### [Set exercise]
Can you copy each of the entries below word for word?
[Begin]
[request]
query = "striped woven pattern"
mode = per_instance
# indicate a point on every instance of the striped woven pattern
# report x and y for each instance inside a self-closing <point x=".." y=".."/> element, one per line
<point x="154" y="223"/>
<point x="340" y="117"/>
[End]
### [Answer for this exercise]
[request]
query = "striped woven pattern"
mode = per_instance
# indicate a point on every instance of the striped woven pattern
# report x and y for each instance inside a self-closing <point x=".." y=".."/> element, one per line
<point x="154" y="223"/>
<point x="340" y="117"/>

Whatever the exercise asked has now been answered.